The task
Set out as a numbered list, omitting blank lines, the lines of the entries starting with the line that contains "[Guideline] Examine the image above carefully. For each shirt" and going on through the line that contains "xmin=102 ymin=41 xmax=135 ymax=67".

Exercise inputs
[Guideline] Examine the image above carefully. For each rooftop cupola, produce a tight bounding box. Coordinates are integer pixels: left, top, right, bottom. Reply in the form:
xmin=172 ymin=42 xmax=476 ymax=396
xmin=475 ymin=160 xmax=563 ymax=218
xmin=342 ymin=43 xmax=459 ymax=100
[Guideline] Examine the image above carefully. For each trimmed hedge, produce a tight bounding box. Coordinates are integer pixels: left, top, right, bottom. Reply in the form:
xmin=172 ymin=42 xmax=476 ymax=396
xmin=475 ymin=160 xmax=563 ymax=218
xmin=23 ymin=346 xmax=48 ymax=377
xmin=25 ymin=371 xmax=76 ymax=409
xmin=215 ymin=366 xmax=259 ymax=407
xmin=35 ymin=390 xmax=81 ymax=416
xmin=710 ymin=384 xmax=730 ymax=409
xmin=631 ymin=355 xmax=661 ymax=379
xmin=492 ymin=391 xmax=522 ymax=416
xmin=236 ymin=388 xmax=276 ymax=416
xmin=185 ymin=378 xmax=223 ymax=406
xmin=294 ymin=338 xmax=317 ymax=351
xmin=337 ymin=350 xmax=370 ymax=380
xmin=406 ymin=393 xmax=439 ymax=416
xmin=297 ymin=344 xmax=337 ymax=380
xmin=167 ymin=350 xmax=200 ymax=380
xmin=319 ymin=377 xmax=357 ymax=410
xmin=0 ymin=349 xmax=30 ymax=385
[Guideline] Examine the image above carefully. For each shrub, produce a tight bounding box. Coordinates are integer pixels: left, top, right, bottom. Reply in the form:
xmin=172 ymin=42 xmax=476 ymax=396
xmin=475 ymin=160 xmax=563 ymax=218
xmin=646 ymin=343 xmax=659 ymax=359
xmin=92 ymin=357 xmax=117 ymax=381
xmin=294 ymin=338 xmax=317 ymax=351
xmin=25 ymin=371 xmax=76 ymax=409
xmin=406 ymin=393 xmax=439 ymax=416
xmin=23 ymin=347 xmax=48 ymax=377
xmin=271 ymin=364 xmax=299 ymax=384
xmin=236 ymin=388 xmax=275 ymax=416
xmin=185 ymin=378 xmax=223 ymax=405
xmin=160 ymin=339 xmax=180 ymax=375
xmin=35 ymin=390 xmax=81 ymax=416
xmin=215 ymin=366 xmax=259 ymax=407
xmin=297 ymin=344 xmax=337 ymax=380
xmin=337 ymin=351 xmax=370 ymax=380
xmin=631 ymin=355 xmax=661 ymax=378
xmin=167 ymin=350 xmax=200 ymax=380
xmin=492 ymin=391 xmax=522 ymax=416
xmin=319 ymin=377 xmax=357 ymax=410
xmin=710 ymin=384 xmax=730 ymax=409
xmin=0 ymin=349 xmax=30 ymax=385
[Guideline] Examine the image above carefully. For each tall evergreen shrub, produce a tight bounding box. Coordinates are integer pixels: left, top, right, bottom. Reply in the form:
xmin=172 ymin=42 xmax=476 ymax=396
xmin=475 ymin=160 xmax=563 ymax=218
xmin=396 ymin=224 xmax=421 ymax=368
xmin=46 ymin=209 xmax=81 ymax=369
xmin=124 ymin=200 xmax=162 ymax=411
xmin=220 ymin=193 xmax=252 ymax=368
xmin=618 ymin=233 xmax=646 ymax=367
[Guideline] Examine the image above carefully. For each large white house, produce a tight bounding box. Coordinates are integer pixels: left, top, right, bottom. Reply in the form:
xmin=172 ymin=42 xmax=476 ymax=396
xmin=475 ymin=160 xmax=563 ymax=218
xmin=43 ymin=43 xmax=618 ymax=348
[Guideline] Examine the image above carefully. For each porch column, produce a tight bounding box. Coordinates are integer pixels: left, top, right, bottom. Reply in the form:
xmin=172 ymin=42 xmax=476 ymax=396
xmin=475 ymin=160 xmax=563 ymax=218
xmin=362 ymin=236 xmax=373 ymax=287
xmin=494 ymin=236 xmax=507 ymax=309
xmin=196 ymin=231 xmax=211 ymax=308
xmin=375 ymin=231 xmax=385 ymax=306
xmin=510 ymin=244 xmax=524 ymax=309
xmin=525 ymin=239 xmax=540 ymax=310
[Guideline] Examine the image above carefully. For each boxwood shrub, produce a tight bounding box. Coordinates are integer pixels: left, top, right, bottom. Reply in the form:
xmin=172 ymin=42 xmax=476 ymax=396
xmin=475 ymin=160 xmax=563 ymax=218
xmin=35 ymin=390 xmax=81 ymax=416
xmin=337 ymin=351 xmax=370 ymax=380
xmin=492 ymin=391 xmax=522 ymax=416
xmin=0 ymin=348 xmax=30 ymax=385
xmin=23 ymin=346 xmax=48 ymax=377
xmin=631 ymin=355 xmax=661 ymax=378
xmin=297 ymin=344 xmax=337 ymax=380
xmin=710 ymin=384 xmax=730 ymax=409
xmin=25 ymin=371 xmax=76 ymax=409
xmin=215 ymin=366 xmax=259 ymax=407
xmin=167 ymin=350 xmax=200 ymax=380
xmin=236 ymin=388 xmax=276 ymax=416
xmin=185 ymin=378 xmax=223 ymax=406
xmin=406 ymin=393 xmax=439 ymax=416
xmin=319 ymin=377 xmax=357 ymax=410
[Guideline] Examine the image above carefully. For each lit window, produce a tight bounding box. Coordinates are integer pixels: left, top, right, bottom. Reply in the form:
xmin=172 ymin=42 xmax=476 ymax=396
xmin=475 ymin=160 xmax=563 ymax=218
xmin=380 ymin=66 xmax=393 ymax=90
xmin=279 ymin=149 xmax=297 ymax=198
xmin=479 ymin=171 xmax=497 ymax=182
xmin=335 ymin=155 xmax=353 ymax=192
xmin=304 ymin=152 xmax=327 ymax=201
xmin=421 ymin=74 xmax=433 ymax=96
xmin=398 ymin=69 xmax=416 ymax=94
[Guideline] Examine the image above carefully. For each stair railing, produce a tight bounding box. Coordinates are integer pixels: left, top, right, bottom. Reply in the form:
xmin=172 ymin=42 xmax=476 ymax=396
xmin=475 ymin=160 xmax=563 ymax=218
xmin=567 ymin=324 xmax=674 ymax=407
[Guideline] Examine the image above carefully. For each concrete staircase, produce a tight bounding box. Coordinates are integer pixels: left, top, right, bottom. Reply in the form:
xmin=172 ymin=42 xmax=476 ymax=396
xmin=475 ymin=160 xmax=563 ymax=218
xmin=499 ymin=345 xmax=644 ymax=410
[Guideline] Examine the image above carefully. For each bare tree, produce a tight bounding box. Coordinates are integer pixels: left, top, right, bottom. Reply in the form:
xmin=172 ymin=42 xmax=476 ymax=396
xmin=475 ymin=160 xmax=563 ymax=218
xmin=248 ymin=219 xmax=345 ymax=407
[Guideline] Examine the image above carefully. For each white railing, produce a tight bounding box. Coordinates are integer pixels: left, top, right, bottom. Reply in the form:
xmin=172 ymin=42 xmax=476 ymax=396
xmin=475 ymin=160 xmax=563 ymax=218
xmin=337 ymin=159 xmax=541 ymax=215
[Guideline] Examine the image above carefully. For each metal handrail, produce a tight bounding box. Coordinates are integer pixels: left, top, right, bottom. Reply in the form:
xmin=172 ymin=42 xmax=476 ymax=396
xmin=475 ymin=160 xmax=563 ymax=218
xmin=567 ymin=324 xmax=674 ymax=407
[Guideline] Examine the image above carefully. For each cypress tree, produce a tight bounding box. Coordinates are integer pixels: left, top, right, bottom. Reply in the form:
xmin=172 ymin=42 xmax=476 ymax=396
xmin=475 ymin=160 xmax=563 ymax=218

...

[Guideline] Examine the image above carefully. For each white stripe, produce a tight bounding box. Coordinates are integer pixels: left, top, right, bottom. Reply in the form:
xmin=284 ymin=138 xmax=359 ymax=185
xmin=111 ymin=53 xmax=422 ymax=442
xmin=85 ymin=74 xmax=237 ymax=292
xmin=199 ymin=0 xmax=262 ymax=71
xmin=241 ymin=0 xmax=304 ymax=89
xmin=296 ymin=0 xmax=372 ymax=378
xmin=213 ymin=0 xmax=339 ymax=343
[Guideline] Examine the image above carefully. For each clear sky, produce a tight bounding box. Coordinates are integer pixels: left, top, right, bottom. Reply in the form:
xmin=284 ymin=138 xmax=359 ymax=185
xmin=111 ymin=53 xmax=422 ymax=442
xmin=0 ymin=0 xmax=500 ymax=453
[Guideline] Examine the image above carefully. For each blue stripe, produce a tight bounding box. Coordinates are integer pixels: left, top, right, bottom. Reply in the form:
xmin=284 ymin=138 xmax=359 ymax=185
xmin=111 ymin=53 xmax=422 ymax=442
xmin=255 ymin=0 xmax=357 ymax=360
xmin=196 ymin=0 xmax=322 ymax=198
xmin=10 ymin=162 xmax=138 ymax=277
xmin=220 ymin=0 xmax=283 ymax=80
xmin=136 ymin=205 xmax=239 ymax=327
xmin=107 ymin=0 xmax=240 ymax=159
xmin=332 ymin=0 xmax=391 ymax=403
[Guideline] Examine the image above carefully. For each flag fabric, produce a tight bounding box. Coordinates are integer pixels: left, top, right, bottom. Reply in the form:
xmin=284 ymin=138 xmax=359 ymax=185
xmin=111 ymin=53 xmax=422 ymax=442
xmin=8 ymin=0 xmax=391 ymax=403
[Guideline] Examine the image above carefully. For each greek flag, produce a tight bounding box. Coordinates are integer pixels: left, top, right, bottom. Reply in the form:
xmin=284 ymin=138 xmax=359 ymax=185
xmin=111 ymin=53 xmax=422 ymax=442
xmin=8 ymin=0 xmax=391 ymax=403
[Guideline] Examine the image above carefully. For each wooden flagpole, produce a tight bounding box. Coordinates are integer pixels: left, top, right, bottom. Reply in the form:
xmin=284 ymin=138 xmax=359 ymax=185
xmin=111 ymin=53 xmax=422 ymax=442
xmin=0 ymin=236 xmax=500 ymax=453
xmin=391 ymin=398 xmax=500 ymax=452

==

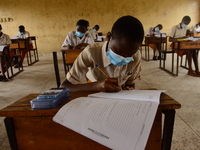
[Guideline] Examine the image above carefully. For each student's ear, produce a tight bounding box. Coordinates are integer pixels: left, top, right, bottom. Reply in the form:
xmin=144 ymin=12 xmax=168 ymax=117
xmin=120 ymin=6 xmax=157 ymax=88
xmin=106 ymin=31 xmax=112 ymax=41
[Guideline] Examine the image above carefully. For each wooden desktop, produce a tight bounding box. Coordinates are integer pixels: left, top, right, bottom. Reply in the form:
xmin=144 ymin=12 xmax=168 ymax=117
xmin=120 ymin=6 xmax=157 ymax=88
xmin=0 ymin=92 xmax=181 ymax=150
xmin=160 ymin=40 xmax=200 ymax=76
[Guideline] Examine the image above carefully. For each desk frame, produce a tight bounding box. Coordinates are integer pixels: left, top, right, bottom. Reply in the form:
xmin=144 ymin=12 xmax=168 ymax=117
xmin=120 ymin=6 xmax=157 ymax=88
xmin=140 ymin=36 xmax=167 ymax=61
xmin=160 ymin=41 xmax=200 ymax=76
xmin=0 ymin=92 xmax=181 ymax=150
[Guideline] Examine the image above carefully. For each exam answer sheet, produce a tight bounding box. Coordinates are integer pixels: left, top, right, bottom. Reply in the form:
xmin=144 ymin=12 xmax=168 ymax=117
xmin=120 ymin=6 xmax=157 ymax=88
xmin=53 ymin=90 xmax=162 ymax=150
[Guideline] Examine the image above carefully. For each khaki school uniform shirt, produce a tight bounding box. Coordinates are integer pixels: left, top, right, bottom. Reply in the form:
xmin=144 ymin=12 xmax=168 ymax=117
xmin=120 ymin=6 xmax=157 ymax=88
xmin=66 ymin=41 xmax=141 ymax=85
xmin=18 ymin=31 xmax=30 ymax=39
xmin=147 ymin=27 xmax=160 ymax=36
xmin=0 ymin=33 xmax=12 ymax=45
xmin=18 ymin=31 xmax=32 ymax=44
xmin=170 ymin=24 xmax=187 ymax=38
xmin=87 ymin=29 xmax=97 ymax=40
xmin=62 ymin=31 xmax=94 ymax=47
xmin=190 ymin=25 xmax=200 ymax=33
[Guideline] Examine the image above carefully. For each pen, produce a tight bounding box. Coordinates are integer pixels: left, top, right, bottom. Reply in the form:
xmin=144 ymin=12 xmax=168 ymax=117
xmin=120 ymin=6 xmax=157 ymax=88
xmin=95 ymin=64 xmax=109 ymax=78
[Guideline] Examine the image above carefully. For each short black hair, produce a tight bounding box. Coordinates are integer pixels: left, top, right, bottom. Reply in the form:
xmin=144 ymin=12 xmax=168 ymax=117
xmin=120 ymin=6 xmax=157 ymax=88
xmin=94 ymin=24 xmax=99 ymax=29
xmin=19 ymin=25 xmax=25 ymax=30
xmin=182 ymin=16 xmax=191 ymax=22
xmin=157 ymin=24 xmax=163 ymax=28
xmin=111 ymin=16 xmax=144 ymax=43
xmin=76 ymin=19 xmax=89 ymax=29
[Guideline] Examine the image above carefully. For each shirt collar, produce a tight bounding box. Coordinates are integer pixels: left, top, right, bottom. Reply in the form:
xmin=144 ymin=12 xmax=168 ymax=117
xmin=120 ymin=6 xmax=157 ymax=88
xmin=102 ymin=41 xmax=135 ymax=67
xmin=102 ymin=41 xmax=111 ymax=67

Response
1. [Guideline] Examine the image above carefully. For each shirt collar, produce a tight bounding box. Coordinates are integer pixels: left, top, right, bottom. Reply in the form:
2. xmin=144 ymin=12 xmax=168 ymax=117
3. xmin=120 ymin=6 xmax=157 ymax=88
4. xmin=102 ymin=41 xmax=135 ymax=67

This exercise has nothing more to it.